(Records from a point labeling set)
(begin)

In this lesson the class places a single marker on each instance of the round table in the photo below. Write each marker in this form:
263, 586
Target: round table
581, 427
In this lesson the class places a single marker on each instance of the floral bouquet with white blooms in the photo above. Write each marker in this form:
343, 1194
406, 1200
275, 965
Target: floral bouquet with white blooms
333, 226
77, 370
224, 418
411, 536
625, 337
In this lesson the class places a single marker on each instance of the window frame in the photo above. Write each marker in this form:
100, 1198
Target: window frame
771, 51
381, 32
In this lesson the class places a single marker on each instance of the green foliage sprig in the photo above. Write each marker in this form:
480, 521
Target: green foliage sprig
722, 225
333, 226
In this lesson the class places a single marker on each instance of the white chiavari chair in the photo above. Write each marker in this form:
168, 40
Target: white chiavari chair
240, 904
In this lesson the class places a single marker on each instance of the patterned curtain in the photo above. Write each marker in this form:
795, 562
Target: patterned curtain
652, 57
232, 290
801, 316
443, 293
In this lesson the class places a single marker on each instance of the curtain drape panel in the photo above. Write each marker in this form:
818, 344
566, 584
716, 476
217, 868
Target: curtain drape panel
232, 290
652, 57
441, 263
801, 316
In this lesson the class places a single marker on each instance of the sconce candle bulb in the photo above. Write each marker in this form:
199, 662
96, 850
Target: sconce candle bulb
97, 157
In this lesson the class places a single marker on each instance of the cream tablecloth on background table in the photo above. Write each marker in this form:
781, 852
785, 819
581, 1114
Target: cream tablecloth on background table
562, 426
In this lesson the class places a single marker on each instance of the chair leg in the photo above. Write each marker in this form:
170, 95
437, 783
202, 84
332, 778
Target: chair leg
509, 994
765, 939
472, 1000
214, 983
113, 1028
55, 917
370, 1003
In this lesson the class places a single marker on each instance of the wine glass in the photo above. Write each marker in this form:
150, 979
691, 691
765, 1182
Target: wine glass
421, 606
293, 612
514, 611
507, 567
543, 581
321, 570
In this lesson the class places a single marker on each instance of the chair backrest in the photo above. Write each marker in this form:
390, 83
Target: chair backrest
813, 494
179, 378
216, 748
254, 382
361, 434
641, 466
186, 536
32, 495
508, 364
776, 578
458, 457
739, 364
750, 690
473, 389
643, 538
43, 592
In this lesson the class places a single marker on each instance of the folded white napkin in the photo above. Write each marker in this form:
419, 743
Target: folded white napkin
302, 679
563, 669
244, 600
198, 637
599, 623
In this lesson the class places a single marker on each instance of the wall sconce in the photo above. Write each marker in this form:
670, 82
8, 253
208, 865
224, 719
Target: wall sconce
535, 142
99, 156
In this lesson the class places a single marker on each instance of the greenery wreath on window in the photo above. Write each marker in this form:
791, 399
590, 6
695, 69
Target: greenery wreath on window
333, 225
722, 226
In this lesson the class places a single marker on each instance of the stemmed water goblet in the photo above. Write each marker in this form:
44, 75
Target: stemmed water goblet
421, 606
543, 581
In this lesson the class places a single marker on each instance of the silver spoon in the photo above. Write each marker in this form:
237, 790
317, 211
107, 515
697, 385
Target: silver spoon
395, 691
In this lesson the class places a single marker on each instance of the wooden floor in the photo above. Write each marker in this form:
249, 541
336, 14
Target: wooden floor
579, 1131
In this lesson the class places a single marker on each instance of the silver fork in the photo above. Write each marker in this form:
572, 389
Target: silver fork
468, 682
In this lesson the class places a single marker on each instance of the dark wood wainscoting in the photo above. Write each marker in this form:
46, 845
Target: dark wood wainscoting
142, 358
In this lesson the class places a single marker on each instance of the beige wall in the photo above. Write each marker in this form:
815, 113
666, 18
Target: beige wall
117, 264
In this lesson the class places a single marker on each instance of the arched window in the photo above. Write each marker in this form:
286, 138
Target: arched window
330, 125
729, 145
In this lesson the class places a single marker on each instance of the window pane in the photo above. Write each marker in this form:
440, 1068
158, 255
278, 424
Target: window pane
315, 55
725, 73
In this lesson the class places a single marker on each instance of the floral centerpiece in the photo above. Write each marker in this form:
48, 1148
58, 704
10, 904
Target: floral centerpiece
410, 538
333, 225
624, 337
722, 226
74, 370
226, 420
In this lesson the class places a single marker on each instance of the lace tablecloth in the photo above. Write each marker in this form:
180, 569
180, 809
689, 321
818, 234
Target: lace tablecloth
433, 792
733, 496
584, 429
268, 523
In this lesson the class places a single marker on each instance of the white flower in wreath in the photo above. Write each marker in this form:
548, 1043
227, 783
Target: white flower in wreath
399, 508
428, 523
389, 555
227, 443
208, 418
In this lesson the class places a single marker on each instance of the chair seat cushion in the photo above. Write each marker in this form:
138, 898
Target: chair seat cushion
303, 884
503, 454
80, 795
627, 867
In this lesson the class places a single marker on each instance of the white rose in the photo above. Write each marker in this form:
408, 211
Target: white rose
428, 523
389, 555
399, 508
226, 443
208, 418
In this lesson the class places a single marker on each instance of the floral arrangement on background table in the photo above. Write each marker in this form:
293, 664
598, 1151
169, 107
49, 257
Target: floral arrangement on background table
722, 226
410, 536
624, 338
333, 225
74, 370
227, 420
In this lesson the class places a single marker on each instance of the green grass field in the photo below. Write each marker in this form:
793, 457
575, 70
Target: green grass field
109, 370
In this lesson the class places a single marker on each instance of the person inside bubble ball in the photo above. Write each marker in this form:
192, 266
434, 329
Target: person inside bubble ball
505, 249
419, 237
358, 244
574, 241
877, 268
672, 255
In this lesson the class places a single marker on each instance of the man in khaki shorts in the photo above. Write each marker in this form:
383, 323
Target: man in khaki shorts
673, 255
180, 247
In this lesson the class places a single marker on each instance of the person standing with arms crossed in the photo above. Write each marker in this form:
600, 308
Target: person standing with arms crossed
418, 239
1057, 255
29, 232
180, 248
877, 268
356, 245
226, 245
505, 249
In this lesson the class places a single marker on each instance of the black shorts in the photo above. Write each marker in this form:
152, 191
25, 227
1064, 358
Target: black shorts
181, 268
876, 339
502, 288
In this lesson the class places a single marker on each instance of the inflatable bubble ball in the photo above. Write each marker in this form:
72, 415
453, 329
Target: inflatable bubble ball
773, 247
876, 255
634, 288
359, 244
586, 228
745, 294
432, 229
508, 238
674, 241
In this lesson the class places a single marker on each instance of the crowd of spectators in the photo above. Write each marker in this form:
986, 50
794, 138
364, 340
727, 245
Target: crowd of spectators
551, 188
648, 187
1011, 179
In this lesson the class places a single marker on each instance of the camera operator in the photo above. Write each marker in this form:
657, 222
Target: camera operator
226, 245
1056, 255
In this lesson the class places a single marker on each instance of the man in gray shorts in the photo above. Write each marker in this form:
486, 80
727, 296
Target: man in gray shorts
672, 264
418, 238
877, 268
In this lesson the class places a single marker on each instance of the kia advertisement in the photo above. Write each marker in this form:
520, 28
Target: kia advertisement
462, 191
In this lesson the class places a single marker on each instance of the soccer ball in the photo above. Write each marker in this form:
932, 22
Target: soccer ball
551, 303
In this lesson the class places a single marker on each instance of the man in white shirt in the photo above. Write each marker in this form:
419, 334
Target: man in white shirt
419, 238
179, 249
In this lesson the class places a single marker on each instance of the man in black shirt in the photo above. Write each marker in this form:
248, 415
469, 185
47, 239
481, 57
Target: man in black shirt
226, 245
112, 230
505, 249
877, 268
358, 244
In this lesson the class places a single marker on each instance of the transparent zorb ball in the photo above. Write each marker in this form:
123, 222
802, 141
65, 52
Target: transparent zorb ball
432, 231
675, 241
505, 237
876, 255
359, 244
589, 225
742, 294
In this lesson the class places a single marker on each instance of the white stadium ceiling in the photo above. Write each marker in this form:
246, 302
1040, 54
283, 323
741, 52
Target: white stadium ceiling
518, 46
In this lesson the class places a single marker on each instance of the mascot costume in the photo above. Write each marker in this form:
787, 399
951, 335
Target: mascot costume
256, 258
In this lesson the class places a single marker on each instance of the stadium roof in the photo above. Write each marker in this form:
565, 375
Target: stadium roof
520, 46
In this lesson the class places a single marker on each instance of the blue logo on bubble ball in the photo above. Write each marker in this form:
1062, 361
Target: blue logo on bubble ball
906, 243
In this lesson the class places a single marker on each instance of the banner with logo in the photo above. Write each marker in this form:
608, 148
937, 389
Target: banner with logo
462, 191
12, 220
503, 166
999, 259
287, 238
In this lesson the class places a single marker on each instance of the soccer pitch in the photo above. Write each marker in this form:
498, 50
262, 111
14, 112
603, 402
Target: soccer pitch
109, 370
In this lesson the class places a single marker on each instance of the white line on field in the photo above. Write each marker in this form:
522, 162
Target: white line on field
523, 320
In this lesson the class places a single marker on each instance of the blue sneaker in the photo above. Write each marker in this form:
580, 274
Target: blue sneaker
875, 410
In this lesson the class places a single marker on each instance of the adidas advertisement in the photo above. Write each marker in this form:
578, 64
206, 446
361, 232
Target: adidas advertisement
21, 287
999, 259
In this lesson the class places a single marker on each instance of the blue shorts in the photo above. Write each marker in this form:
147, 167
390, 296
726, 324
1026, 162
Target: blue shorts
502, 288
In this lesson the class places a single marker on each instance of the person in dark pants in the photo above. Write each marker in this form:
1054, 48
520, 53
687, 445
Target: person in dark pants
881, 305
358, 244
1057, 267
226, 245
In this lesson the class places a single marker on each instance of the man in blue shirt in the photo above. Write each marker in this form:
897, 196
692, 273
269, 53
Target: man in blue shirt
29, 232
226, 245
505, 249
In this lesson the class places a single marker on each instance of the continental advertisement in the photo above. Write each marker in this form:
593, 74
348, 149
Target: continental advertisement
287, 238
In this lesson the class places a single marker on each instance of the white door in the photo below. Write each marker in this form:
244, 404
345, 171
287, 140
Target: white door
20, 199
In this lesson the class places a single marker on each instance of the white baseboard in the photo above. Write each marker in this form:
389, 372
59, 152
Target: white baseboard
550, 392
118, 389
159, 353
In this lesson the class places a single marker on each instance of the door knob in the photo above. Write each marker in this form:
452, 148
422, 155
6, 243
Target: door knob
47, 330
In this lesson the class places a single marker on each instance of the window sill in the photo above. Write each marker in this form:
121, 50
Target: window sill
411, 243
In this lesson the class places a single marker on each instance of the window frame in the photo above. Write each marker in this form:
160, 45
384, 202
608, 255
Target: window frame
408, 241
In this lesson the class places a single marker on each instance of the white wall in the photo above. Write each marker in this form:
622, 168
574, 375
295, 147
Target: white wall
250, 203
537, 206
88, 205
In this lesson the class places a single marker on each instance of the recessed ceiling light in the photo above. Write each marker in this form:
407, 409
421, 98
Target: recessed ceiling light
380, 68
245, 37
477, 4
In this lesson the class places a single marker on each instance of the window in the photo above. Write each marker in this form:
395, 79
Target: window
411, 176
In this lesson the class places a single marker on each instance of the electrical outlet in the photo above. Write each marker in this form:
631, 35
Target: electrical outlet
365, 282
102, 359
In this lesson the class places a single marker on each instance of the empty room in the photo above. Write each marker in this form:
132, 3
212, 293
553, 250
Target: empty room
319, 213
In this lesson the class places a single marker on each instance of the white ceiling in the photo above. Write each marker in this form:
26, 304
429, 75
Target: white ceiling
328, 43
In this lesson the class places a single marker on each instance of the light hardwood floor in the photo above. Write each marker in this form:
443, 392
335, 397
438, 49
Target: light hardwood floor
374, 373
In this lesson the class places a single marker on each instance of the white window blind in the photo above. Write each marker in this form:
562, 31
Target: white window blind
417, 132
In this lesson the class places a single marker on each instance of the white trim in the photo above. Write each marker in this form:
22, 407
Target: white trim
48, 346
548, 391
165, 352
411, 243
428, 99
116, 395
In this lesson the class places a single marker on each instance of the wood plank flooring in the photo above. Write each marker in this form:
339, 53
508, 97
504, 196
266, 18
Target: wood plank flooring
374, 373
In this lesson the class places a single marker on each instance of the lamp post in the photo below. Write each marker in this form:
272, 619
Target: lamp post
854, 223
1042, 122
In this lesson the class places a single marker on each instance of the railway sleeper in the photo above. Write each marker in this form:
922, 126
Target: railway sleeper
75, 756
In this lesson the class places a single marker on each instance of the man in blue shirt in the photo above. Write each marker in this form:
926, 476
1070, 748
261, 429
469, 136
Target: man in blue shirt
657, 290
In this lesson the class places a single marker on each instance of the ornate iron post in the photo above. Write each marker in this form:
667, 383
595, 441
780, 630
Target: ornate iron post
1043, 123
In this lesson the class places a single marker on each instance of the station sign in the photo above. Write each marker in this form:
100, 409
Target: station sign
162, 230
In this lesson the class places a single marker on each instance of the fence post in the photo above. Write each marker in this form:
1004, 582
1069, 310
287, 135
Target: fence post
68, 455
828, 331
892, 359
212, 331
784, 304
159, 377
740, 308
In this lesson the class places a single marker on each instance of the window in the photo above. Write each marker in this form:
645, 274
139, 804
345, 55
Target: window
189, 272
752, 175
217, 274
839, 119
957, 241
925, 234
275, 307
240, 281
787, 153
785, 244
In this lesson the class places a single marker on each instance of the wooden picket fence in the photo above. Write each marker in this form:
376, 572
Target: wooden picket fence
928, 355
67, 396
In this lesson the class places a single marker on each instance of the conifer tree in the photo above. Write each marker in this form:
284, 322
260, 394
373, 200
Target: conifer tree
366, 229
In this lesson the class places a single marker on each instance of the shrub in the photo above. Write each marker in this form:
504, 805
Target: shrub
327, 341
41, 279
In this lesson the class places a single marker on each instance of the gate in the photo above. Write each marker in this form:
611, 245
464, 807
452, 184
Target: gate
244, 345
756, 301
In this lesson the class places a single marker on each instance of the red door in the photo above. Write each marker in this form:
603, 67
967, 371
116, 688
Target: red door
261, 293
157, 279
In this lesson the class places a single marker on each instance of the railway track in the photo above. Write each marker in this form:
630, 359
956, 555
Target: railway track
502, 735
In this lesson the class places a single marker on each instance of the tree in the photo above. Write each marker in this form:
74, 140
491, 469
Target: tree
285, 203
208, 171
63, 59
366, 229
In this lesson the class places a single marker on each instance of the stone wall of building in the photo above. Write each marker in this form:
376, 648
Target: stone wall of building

(end)

Output the line containing "of the conifer" and all lines after it to the end of the records, exactly as given.

**Result for this task:**
In this lesson the class places a single marker on each instance of the conifer tree in the photo above. Write each marker in this form:
284, 322
260, 394
373, 200
Target: conifer tree
366, 229
In this lesson the class places a single marker on each instance of the shrub in the photo above. Write each marker in this form:
504, 805
Target: shrub
327, 341
41, 279
In this lesson the class places a single marker on each instance of the gate in the photo above. Write each marker in this form:
611, 245
464, 807
452, 184
Target: gate
244, 345
756, 301
In this lesson the class places a single marker on each instance of the red door in the photo above. Write each marker in this form:
603, 67
967, 371
116, 688
Target: red door
261, 293
157, 279
In this lesson the class places a single marker on each instance of the railway track in the photo above. Write each marker in this form:
630, 359
956, 555
Target: railway track
502, 735
In this lesson the class places a single marker on each instance of the tree in the photo above. Write each marker in this form:
74, 140
491, 469
Target: tree
285, 203
208, 171
63, 59
366, 229
In this lesson the class places a single marker on each instance of the stone wall of building in the photo above. Write each marker in this form:
376, 648
Target: stone wall of building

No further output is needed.